__Your task__:
Only lines containing "gets" are wanted from the data below. Copy those lines.

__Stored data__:
- - - -

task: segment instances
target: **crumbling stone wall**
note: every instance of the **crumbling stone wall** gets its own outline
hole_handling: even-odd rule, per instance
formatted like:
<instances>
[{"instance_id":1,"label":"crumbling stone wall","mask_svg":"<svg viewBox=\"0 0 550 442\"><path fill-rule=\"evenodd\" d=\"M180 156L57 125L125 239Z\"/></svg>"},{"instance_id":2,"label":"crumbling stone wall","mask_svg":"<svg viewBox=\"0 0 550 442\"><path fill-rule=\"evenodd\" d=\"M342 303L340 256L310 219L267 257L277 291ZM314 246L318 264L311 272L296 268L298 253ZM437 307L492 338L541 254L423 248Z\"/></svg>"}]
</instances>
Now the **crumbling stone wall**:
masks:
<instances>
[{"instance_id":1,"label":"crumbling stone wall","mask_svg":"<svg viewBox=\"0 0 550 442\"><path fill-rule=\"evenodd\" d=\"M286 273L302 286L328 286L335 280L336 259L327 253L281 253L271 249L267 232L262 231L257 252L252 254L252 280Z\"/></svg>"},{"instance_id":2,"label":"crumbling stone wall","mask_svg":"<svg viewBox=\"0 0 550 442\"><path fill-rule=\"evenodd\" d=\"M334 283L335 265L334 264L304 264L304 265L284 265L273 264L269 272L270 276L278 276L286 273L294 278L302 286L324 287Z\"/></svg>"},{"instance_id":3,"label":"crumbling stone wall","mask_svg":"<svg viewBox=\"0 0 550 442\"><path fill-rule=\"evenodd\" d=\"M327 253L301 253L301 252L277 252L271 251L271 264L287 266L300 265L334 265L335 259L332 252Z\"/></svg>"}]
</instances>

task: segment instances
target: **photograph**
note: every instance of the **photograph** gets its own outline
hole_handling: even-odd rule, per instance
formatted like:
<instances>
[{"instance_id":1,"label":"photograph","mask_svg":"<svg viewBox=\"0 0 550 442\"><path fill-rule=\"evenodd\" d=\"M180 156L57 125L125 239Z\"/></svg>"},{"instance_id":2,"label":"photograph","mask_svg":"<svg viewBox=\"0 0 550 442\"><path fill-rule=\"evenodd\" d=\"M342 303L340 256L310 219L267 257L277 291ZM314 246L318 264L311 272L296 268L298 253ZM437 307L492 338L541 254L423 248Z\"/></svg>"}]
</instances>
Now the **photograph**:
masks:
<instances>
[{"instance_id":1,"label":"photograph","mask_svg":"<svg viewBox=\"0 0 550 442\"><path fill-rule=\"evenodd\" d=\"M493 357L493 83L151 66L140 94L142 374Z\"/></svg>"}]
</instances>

- - - -

__Reply__:
note: every instance of the **crumbling stone wall** gets its own outline
note: every instance of the **photograph** gets its own outline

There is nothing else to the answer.